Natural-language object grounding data
——————————

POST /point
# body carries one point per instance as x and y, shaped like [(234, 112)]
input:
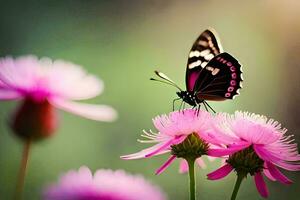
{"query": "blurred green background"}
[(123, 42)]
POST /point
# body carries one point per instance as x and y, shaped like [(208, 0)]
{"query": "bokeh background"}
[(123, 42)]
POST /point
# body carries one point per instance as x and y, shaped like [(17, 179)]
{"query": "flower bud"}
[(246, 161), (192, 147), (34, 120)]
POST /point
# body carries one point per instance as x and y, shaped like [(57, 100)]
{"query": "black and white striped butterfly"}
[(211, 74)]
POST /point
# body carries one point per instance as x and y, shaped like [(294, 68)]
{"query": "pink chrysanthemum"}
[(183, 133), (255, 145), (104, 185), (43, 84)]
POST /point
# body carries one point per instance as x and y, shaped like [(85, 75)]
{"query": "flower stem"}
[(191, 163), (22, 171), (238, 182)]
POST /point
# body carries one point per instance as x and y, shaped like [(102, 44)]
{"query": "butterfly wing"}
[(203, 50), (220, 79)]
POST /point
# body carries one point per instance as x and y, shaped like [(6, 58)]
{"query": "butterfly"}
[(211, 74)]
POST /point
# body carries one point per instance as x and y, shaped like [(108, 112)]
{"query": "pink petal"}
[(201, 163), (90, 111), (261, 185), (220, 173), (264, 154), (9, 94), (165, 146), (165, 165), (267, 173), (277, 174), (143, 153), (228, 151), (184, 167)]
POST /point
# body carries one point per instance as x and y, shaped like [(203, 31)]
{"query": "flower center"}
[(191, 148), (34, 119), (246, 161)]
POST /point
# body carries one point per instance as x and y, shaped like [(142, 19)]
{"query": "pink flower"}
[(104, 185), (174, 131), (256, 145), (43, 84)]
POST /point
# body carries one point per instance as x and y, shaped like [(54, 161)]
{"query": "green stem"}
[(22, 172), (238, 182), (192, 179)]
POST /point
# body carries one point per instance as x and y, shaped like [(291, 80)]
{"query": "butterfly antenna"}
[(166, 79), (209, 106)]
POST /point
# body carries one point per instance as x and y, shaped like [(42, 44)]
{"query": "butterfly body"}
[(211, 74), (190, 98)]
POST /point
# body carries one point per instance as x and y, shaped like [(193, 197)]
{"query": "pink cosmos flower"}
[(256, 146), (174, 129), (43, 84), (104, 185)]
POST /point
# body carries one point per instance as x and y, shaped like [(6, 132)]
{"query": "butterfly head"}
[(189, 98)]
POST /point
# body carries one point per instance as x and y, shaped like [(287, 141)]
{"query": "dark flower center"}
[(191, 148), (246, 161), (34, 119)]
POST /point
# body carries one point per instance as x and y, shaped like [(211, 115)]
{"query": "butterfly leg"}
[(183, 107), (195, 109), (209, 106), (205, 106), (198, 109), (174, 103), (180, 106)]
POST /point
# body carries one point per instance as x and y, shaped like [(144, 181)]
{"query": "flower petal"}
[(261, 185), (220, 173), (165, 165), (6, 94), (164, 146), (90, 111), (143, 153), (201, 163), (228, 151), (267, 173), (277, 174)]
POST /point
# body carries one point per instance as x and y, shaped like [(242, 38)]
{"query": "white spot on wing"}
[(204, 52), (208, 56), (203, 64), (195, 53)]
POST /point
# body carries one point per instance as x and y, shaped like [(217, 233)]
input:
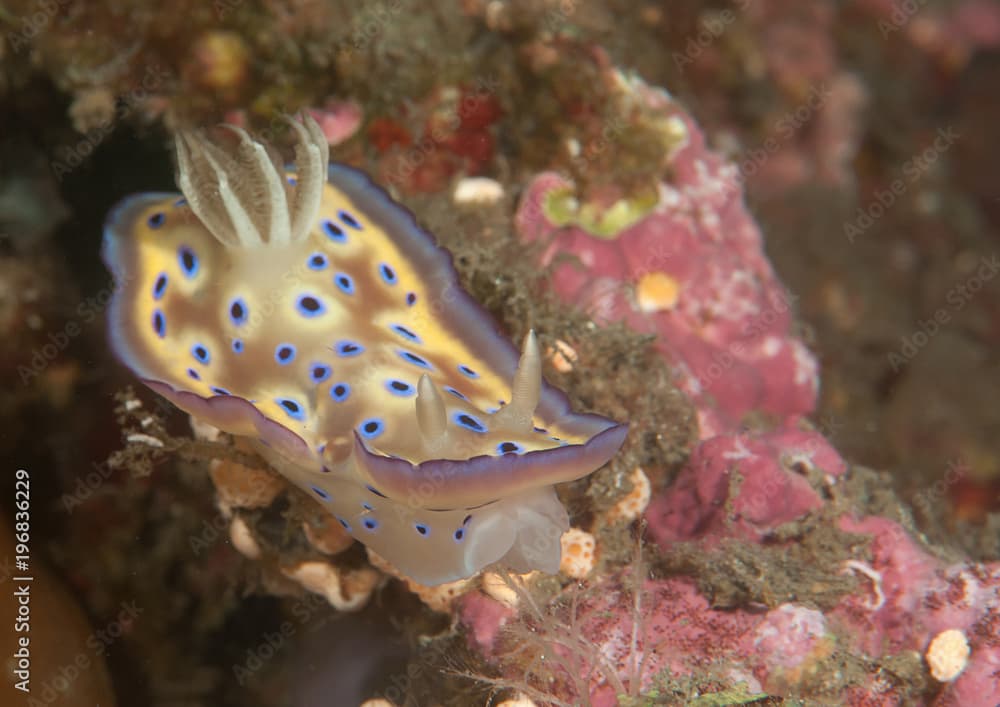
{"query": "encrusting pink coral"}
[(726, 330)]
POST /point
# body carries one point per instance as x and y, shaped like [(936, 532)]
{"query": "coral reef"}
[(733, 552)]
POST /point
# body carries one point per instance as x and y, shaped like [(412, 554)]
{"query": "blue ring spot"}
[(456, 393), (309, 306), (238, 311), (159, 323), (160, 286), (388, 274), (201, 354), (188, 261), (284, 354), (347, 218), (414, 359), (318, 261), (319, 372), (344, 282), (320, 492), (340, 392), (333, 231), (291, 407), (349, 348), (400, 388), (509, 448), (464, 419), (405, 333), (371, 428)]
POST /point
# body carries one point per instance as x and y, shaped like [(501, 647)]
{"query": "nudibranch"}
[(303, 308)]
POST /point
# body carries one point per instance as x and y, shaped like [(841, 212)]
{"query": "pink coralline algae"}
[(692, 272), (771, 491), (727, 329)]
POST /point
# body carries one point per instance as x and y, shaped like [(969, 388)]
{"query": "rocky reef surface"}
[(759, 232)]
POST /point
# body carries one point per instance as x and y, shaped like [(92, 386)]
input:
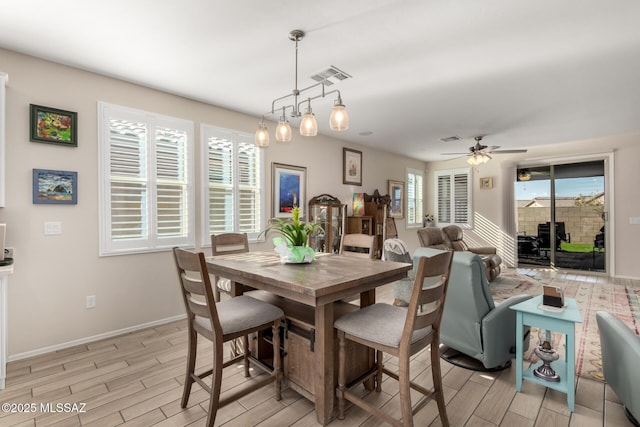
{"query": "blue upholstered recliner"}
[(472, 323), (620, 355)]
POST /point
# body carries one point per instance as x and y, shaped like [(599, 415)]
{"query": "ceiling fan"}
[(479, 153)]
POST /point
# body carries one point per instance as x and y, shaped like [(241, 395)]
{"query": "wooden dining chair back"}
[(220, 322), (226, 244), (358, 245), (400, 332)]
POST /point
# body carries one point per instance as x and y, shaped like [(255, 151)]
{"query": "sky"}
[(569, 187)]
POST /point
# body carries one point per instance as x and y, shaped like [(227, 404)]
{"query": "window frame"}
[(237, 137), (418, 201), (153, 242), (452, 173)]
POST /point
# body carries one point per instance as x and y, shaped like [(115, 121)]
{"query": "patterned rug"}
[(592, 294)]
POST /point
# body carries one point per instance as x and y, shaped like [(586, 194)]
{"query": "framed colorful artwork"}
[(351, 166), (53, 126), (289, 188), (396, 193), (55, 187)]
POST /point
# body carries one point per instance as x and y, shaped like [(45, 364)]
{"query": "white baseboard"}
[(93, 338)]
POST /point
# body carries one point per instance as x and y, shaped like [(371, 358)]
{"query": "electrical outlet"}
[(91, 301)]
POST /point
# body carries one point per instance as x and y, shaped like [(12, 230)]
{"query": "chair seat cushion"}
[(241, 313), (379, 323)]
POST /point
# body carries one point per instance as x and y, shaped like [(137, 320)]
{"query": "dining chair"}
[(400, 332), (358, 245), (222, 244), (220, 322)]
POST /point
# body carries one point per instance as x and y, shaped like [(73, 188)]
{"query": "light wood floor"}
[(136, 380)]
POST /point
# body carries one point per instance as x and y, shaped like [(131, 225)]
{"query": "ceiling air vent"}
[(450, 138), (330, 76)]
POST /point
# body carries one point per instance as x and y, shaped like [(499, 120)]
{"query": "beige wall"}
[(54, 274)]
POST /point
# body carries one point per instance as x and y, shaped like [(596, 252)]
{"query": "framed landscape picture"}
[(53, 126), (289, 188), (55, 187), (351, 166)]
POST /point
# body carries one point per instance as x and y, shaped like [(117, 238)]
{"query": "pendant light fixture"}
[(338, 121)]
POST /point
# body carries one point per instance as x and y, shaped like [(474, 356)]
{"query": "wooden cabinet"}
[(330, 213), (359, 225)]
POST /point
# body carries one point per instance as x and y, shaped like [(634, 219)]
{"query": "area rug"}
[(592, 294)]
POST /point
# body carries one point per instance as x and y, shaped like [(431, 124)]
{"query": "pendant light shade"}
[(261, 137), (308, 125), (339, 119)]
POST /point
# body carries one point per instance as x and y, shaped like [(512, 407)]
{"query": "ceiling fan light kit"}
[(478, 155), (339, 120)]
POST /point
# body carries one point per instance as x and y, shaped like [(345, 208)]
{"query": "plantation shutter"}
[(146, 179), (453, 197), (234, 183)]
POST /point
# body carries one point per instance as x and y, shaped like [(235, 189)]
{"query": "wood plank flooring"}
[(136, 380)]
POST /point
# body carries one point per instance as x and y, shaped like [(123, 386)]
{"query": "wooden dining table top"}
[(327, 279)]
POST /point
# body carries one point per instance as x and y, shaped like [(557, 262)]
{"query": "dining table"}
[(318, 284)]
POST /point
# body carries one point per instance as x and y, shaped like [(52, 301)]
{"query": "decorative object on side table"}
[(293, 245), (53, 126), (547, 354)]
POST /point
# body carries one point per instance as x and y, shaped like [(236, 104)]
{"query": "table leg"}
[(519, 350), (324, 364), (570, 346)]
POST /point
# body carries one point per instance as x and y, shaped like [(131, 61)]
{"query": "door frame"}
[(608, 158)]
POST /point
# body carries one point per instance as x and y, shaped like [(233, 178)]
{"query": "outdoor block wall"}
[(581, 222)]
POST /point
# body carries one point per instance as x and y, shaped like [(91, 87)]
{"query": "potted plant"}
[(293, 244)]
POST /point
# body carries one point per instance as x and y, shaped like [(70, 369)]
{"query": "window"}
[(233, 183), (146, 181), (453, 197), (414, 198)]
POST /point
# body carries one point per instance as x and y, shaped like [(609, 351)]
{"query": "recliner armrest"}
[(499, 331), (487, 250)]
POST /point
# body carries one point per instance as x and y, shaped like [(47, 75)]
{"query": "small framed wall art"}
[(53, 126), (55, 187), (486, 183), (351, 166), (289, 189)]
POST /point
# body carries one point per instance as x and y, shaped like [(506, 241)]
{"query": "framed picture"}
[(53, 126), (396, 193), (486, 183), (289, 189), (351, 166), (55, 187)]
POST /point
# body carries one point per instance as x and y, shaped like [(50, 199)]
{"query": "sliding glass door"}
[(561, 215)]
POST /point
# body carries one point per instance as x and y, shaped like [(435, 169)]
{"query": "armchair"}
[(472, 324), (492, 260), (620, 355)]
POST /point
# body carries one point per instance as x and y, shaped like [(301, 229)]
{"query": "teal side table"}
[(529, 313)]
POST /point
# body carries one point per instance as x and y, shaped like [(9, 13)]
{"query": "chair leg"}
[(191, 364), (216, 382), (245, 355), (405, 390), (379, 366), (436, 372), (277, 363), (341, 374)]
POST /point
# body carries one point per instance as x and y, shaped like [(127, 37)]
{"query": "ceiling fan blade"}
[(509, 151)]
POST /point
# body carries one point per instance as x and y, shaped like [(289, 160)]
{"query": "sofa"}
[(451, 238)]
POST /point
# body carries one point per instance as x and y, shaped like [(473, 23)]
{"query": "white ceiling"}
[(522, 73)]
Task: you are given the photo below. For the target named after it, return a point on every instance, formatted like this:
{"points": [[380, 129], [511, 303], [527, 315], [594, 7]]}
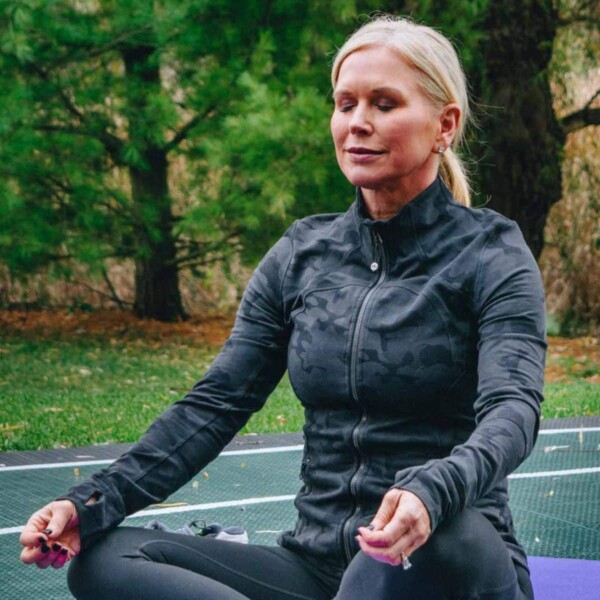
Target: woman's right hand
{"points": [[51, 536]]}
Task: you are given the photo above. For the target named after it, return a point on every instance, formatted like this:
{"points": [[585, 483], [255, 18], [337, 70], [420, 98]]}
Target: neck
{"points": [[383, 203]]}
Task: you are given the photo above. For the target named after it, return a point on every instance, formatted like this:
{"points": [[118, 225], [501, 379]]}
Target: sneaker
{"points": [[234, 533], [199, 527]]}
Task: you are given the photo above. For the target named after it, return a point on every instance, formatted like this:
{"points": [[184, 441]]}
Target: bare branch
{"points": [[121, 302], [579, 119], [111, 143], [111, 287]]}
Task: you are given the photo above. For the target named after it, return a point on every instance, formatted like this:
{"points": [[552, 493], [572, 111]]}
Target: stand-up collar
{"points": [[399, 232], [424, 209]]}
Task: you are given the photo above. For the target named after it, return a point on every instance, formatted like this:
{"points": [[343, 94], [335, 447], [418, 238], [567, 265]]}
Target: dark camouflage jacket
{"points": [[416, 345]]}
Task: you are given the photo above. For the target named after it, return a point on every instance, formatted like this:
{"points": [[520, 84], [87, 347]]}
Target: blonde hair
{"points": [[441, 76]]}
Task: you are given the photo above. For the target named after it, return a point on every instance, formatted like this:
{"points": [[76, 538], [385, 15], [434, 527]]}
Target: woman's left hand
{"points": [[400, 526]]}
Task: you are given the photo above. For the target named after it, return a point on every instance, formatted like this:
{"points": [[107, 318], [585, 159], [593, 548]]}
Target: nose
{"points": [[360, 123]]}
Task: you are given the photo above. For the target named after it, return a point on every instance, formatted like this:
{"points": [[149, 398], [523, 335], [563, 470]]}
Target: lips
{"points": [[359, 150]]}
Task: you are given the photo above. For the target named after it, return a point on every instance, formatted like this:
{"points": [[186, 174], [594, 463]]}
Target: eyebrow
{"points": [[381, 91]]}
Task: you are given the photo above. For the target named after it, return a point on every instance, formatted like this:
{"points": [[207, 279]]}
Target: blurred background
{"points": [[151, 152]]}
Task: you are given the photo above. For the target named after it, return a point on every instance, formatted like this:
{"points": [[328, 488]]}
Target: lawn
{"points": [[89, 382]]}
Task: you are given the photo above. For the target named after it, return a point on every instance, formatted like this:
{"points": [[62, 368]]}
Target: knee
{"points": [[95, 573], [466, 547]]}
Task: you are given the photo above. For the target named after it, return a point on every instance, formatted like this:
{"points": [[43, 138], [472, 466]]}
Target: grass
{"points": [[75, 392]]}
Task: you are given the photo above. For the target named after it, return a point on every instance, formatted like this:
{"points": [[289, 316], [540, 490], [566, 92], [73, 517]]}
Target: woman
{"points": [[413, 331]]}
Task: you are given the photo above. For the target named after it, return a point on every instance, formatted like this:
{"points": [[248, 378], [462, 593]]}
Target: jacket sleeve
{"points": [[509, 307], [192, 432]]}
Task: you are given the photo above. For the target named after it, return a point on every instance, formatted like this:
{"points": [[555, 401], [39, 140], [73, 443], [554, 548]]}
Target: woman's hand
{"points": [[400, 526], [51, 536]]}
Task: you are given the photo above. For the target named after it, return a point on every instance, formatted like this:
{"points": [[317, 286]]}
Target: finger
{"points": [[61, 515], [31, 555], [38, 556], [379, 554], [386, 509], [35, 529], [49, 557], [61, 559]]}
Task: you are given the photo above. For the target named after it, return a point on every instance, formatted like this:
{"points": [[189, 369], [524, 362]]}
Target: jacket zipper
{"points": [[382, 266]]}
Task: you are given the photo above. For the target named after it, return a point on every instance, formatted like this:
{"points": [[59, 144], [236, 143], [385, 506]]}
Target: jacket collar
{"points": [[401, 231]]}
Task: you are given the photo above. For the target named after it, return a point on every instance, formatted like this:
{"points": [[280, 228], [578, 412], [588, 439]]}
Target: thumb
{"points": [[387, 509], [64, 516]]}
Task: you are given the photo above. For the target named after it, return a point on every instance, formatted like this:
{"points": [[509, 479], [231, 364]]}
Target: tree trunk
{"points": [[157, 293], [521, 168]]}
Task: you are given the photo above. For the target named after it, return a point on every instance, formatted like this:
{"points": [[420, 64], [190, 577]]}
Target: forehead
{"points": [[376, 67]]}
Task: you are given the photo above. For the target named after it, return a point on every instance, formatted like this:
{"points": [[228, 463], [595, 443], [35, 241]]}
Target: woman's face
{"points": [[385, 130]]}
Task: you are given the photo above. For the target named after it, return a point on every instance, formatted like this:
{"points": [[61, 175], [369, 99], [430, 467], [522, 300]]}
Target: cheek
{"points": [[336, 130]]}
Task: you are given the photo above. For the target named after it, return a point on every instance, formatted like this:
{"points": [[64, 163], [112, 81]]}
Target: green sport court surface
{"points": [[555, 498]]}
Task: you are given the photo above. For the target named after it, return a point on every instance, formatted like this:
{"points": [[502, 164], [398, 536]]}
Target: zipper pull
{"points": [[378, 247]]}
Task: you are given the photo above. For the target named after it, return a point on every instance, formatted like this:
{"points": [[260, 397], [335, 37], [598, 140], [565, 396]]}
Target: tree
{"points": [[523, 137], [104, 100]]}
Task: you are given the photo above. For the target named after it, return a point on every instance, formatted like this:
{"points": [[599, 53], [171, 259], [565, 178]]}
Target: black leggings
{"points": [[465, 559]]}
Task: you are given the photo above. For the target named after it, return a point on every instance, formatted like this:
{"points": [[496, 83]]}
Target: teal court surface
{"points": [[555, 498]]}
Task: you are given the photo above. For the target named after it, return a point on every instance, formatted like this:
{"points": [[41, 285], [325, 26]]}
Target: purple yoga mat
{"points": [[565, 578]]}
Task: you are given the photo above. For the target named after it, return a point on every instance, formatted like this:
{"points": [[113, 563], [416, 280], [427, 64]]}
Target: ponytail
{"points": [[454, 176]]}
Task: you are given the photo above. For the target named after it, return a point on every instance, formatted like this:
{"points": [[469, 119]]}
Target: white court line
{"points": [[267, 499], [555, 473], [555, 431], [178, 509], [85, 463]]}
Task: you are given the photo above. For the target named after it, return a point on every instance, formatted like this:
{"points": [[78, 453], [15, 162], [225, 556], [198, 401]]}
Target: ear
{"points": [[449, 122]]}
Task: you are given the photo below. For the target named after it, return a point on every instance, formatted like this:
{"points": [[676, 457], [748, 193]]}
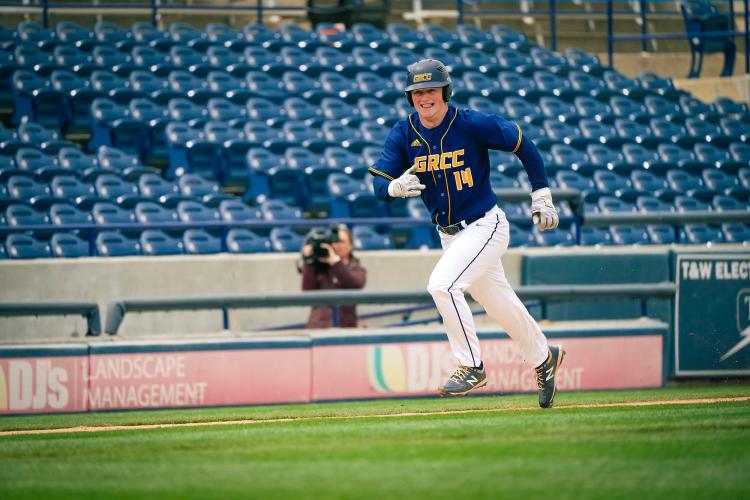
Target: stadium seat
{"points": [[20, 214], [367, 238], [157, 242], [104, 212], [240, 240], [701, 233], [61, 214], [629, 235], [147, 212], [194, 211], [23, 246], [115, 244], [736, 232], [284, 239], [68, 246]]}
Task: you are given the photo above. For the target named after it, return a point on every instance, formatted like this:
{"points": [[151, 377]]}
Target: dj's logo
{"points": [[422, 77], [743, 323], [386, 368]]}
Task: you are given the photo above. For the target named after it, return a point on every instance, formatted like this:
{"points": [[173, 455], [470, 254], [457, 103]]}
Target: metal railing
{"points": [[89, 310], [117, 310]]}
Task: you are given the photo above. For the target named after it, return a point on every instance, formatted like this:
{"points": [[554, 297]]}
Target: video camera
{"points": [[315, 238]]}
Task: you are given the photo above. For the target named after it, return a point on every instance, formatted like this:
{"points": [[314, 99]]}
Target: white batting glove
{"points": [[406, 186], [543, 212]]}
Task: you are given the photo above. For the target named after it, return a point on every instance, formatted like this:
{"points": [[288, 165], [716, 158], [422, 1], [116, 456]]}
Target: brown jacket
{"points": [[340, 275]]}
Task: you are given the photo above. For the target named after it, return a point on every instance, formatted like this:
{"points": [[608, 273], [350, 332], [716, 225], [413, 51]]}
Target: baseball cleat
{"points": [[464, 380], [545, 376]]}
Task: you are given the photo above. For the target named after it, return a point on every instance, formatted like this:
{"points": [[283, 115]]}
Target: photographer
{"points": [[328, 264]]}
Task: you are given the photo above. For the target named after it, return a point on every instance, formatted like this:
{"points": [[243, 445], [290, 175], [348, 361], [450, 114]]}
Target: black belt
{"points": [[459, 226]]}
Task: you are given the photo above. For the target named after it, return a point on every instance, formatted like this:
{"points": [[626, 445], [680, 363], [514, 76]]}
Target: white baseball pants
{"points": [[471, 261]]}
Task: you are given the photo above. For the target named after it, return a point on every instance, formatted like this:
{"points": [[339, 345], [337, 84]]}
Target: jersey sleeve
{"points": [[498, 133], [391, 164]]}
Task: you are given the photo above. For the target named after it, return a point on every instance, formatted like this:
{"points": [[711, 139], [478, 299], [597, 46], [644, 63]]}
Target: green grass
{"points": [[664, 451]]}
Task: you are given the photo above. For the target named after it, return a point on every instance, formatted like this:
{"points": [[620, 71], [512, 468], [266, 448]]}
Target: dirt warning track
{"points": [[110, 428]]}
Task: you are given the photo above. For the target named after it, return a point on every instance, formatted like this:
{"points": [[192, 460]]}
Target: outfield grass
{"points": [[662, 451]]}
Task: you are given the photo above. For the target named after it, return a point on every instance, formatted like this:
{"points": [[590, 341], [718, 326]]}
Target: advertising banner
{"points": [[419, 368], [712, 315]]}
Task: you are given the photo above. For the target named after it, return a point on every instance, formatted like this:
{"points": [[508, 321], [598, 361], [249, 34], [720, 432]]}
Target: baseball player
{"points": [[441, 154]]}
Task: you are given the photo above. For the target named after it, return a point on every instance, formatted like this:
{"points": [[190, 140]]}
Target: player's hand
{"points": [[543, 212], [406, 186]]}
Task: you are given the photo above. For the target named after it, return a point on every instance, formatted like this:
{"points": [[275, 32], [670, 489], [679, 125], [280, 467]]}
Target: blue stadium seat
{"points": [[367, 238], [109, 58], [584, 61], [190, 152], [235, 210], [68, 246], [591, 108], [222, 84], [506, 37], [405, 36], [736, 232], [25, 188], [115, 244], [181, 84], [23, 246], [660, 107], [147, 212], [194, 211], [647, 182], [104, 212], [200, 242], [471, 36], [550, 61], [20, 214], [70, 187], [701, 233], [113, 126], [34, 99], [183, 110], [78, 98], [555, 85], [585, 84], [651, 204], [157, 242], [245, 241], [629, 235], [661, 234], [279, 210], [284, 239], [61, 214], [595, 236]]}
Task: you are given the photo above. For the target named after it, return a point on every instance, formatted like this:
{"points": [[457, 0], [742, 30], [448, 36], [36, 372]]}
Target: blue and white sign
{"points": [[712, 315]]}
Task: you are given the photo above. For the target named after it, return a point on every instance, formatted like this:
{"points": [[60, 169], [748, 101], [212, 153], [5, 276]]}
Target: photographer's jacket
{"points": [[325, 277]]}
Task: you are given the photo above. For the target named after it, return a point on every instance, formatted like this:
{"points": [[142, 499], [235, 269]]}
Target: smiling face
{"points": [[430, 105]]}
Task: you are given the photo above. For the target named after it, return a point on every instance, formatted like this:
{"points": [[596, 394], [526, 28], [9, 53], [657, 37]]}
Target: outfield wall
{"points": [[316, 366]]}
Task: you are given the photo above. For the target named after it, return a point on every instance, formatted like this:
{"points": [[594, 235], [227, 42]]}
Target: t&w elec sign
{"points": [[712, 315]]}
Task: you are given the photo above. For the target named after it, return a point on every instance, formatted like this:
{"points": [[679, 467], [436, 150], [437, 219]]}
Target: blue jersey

——————————

* ABOUT THIS EXERCISE: What you give back should be exactly the lines of the data above from the line with "like [(287, 141)]" through the line with "like [(211, 115)]", both of those included, and nothing more.

* ANSWER BELOW:
# body carries one point per instance as x and y, shaped like [(287, 141)]
{"query": "dark flower center"}
[(191, 148), (246, 161), (34, 119)]
POST /point
# body carries one point per instance as x and y, shaped like [(211, 115)]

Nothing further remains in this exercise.